Written exercise:
Count the lines in the records below that contain the string "mountain", matching case exactly. Reply with the number alone.

[BEGIN]

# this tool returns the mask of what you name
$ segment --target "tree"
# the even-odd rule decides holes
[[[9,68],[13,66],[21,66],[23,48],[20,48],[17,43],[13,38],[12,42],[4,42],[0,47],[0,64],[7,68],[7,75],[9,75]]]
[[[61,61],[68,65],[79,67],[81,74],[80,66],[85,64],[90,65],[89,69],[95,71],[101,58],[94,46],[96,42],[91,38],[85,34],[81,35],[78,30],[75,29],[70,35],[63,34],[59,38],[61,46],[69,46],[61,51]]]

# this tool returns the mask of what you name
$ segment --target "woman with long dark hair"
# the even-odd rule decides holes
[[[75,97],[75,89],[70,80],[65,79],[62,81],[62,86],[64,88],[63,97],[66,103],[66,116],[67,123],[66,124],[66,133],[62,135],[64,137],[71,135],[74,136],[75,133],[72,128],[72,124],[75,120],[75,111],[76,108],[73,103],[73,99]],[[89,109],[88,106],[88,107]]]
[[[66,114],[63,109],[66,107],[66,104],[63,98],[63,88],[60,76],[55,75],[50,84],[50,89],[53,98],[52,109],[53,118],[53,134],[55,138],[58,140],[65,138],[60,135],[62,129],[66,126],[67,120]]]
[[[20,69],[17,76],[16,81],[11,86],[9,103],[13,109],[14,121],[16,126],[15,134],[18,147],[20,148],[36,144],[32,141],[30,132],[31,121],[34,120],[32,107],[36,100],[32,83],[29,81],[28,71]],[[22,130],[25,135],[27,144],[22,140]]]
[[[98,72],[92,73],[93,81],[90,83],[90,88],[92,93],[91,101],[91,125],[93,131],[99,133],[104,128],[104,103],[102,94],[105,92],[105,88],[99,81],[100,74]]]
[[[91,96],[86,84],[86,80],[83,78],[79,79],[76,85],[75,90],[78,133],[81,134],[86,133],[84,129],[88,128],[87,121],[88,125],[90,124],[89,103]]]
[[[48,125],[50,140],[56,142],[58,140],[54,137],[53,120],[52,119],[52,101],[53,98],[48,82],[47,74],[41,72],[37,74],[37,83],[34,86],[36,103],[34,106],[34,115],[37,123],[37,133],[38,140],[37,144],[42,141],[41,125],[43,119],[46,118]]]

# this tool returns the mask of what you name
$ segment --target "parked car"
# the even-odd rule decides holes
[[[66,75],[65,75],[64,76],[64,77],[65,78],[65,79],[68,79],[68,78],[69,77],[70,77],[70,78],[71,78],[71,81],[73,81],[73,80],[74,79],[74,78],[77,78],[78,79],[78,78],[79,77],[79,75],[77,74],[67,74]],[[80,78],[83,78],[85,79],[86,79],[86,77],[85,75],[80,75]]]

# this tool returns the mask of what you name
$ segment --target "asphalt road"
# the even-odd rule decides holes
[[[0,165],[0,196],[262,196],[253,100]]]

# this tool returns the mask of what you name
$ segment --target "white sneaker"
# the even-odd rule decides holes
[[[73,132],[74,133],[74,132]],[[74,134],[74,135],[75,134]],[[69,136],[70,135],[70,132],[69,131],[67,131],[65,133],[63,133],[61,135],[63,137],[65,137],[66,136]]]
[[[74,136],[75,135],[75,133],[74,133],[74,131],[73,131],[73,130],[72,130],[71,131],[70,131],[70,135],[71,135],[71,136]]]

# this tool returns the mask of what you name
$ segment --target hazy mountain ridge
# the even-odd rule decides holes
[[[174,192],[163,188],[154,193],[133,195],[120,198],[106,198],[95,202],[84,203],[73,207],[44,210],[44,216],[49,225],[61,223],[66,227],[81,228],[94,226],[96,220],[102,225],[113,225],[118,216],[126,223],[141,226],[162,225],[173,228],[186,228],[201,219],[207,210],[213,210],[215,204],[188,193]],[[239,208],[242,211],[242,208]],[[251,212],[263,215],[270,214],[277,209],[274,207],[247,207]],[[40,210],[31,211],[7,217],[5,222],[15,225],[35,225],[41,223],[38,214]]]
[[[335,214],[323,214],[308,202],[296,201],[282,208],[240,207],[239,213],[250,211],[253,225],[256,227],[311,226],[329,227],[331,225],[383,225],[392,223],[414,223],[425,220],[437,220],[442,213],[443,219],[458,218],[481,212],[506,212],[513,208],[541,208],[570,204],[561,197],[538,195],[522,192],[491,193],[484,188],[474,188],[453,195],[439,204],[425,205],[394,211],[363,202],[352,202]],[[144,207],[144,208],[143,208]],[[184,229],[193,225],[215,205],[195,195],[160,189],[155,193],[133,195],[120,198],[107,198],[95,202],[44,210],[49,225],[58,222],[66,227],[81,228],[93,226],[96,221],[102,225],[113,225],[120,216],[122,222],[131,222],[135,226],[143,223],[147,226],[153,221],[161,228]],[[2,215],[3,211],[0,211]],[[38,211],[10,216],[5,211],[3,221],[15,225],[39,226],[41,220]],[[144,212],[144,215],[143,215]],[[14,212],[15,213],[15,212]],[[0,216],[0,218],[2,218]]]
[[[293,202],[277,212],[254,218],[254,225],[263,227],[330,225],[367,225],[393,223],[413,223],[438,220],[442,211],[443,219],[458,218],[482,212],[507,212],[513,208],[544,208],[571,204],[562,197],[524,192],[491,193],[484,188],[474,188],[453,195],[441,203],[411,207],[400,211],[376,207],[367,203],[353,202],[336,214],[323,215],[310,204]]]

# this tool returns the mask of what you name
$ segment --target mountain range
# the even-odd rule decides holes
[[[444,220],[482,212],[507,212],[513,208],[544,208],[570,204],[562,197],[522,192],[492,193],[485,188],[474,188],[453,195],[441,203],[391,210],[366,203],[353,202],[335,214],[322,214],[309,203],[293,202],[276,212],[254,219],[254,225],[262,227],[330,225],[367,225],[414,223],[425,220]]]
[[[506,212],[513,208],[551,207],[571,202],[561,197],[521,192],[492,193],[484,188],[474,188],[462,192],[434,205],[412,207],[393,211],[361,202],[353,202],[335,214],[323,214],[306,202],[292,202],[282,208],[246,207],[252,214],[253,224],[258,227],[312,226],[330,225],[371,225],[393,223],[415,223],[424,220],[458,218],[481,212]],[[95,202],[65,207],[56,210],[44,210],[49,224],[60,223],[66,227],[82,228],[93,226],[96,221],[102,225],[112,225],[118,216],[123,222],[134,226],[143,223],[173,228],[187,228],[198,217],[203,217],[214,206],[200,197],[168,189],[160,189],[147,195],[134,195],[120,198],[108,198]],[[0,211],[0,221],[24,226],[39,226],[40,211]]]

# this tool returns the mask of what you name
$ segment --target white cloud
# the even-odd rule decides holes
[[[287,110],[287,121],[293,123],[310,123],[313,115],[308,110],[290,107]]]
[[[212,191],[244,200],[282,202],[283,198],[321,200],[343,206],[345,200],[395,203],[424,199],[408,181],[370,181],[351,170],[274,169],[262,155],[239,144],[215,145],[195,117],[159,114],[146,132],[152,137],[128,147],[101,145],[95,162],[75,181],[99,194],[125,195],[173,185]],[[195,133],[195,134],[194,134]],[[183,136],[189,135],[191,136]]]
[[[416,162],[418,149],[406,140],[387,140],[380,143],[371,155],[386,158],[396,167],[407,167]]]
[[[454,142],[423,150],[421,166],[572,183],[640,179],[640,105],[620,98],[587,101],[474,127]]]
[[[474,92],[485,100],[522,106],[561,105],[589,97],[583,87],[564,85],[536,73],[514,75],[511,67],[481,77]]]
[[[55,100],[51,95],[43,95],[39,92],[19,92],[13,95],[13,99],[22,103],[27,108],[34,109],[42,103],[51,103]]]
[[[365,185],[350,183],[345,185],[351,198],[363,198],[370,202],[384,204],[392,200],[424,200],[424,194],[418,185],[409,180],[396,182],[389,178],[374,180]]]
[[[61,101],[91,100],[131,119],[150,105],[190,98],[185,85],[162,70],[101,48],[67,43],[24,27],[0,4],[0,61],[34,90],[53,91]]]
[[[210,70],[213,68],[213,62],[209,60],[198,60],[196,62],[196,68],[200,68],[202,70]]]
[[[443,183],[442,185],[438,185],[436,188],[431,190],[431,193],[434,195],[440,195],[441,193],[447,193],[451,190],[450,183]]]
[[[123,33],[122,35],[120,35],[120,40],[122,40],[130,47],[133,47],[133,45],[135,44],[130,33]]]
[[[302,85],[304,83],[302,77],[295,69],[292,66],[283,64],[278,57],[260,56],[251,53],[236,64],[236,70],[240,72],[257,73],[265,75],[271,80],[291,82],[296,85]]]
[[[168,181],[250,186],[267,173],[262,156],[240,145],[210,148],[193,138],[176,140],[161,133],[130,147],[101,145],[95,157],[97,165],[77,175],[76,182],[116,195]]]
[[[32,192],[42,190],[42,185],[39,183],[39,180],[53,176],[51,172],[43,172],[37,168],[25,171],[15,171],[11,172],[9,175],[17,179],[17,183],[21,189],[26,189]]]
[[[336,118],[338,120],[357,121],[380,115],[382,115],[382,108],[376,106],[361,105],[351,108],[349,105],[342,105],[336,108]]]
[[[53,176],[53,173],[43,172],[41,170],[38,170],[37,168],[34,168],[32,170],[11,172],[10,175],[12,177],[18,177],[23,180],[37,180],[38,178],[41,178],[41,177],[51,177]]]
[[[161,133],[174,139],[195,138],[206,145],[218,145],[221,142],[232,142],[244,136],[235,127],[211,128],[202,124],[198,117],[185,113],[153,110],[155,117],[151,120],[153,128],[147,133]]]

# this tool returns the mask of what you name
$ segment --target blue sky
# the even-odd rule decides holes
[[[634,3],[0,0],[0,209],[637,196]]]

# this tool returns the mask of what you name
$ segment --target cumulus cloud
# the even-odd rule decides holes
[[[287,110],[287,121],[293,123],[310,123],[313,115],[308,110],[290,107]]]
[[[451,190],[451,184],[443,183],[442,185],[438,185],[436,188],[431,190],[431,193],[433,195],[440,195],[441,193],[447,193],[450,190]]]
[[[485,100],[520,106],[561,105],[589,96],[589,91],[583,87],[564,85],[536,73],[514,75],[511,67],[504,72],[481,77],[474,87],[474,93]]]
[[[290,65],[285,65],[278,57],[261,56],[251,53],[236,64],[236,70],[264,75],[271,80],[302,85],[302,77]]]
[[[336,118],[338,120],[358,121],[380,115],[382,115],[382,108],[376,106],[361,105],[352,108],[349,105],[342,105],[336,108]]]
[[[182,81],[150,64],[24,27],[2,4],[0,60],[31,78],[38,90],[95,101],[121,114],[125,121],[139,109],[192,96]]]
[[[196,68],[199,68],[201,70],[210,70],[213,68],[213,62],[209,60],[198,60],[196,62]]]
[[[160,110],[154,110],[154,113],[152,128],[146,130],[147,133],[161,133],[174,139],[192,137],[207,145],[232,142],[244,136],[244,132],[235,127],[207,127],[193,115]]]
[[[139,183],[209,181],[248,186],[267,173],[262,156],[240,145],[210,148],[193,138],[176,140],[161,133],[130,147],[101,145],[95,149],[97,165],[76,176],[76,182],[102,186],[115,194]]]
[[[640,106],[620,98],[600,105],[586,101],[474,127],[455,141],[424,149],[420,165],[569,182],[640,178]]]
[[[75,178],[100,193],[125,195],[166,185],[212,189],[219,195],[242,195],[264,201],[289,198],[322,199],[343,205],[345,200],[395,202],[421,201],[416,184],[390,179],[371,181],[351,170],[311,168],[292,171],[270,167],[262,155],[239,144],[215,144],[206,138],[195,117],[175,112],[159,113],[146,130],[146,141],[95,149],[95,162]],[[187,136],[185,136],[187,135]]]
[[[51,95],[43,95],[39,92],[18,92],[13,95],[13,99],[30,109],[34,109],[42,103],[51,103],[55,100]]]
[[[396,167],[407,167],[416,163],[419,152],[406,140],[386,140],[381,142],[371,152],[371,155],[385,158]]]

[END]

Answer for this exercise:
2